Финансы по-прежнему вызывали у правительства наибольшее затруднение; последние принятые меры только отдаляли, но не устраняли проблем. Советы предоставили правительству право продать часть национальных имуществ, отдать в аренду государственные леса, взимать принудительный заем и, как самое крайнее средство, разрешили печать новых ассигнаций. Как уже было сказано, выпустили на 60 миллионов билетов государственного казначейства; билеты эти должны были оплачиваться первой поступившей в казну наличной монетой. И несмотря на это, обращение билетов оставалось весьма затруднительным.

Банкиры, составившие было общество для учреждения поземельного банка, отказались, услыхав о выходках патриотов против откупщиков. Принудительный заем взимался медленнее, чем предполагали. Раскладка его производилась самым произвольным образом, и каждый протестовал и оспаривал ее. В два месяца поступила едва ли треть займа: несколько миллионов металлическими деньгами и несколько миллиардов ассигнациями.

* [Перечень данных]:
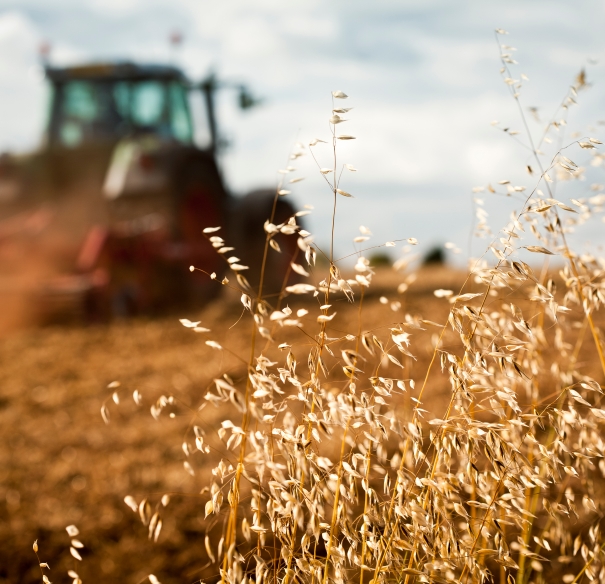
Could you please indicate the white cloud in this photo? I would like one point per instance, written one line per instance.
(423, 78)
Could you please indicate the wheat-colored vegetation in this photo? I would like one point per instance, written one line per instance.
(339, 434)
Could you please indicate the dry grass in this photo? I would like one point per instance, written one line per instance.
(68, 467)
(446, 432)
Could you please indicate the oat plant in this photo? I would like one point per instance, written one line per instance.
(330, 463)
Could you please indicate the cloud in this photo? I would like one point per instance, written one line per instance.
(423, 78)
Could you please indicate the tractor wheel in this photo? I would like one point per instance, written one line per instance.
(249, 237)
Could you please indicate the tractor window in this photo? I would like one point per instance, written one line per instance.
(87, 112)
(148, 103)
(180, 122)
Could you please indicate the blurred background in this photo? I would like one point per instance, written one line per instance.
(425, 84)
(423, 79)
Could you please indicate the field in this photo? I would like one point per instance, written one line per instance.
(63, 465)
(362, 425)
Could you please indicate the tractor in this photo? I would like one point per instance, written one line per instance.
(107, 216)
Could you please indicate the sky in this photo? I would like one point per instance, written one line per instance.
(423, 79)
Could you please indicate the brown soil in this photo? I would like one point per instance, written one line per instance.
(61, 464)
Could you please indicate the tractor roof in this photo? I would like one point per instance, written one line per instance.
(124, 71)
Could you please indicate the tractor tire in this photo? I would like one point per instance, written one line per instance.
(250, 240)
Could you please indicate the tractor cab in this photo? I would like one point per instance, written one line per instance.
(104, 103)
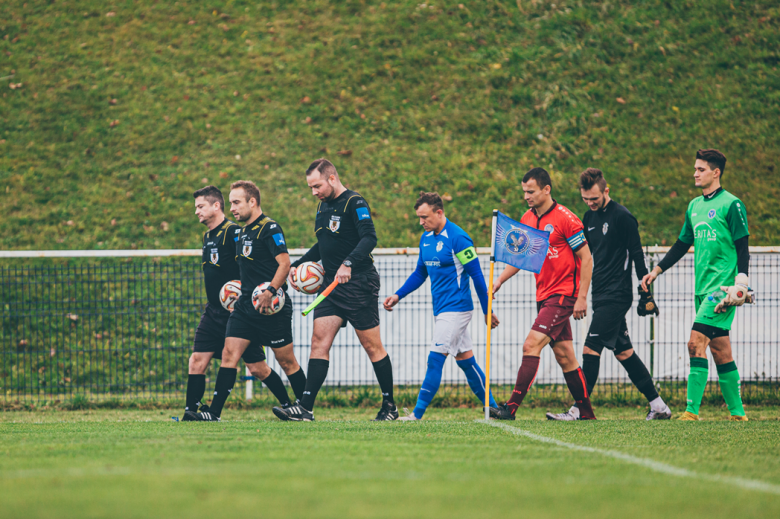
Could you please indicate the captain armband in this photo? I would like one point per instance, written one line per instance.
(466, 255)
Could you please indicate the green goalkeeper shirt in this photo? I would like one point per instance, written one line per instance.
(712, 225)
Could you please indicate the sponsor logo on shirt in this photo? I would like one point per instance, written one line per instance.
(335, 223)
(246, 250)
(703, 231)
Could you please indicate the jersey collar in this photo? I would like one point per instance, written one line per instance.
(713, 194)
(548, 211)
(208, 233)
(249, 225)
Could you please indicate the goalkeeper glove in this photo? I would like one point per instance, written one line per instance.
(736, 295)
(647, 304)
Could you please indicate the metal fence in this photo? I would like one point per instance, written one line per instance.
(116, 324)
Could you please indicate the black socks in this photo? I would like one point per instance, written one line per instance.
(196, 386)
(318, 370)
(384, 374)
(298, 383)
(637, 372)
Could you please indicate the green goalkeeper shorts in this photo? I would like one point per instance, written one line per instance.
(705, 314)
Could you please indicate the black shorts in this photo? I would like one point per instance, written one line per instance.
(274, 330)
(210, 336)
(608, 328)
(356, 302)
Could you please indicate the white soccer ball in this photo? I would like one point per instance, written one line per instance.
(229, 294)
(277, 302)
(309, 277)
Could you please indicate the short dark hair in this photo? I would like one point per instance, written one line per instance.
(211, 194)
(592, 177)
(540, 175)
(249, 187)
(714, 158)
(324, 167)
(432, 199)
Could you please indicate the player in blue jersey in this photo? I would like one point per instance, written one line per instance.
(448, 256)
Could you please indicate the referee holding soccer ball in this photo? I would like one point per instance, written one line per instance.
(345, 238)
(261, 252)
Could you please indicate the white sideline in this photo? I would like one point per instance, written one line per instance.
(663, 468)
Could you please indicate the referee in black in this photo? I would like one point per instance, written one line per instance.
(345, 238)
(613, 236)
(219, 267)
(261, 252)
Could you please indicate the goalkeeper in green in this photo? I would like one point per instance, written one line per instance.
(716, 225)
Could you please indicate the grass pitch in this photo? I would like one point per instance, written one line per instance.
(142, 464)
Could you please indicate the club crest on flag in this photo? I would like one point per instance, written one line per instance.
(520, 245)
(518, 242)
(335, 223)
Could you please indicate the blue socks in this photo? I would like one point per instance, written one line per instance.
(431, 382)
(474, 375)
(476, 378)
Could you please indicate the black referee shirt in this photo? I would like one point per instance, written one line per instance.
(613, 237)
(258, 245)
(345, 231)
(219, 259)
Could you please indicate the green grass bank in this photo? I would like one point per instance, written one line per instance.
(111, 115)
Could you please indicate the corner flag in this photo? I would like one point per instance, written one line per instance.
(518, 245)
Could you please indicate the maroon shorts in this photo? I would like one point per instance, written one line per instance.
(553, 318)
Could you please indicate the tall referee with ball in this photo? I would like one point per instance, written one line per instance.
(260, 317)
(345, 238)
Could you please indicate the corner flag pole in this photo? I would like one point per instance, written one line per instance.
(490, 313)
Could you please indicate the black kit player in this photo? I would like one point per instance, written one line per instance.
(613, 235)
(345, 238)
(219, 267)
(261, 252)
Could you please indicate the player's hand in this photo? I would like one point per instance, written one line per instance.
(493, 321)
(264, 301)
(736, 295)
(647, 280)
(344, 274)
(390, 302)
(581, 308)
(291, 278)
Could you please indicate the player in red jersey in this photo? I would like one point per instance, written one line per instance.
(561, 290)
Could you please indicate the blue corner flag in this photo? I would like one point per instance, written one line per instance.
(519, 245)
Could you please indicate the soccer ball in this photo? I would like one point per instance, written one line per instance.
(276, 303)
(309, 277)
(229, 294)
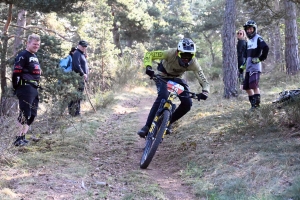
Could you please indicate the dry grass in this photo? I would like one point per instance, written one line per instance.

* [Части задания]:
[a] Перечислите все права, которые, согласно исходному отрывку, советы предоставили правительству.
[b] Преобразуйте строки перечня данных от строки, содержащей «Could you please indicate the player's», до последней строки перечня включительно в нумерованный список без пустых строк. Картинки в ответ не включайте.

* [Ответы к заданиям]:
[a]
- продать часть национальных имуществ;
- отдать в аренду государственные леса;
- взимать принудительный заем;
- печатать новые ассигнации (как самое крайнее средство).

[b]
1. Could you please indicate the player's hand in this photo? I would like one point per instance, written one line per instance.
2. (493, 321)
3. (264, 301)
4. (736, 295)
5. (647, 280)
6. (344, 274)
7. (390, 302)
8. (581, 308)
9. (291, 278)
10. Could you please indicate the player in red jersey in this photo? I would like one point per instance, written one line per instance.
11. (561, 290)
12. Could you please indicate the blue corner flag in this photo? I would like one point per instance, written one line per instance.
13. (519, 245)
14. Could you please indicate the soccer ball in this photo? I would like one point per instance, written one line per instance.
15. (276, 303)
16. (309, 277)
17. (229, 294)
18. Could you please indicate the dry grass in this photo? I would like one point per instance, written one line per instance.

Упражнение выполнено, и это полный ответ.